Friday, October 09, 2020

Seven modern fables about the challenges of caring for a child

Anneliese Mackintosh's short story collection, Any Other Mouth, won the Green Carnation Prize. It was also shortlisted for the Edge Hill Prize, Saltire Society's First Book Award, and the Saboteur Awards, and longlisted for the Frank O'Connor International Short Story Award. Her debut novel, So Happy It Hurts, was shortlisted for a DIVA Rising Star Award.

Her new novel is Bright and Dangerous Objects.

At Electric Lit, Mackintosh tagged seven dystopian novels about motherhood, including:
Sealed by Naomi Booth

An epidemic is infecting Sydney. Known as cutis, it causes people’s skin to seal up until they choke to death. Heavily pregnant Alice and her boyfriend, Pete, escape to a remote house in the Blue Mountains to start their family. But are Alice’s concerns about the epidemic founded? And is the countryside more inhospitable than the city?

#### [Provided data]
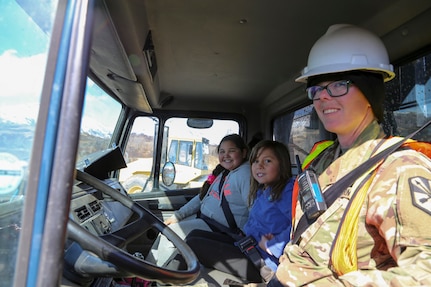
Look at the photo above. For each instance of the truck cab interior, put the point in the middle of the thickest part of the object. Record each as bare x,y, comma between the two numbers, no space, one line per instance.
133,98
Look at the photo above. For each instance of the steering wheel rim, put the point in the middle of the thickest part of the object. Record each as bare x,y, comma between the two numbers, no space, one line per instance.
126,265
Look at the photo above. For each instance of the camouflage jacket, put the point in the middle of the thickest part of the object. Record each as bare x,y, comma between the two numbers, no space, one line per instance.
394,235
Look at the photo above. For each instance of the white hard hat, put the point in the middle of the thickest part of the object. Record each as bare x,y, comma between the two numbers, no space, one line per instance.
344,48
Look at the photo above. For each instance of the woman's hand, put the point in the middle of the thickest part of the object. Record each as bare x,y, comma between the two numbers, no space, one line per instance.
171,220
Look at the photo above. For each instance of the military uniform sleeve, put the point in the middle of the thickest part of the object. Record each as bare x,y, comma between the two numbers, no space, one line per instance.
399,209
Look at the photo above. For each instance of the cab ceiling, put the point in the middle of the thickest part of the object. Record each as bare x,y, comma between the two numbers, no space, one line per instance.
233,51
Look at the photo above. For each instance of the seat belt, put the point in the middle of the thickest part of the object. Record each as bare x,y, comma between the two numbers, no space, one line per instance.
335,190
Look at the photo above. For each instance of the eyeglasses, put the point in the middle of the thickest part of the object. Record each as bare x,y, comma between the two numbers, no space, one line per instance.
334,89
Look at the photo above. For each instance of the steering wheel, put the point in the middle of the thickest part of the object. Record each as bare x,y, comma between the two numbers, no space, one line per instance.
112,260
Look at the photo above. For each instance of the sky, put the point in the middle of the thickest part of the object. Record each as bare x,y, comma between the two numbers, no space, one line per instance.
24,42
23,47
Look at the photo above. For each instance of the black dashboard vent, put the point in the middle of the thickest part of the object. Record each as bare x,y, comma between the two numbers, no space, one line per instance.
82,213
95,206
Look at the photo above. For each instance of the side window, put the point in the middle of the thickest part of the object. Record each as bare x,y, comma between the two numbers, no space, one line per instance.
173,151
139,155
192,151
408,100
299,131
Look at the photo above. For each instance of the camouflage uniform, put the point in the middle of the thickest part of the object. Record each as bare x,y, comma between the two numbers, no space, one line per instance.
394,235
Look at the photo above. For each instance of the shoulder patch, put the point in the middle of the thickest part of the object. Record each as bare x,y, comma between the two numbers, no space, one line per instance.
420,189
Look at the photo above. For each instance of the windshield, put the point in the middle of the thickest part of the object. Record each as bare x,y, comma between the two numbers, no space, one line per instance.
25,30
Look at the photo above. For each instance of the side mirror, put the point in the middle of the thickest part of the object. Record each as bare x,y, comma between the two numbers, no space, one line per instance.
168,173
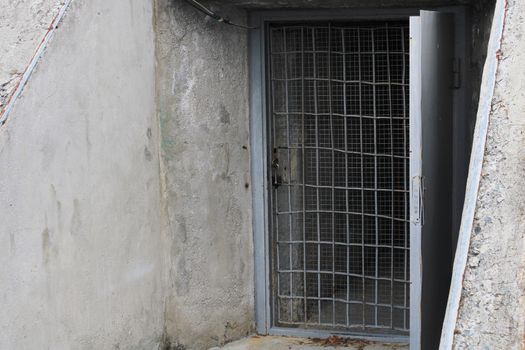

#### [What this task involves]
According to the post about fables of caring for a child, which prize did Anneliese Mackintosh's collection Any Other Mouth win?

#### [Task response]
The Green Carnation Prize.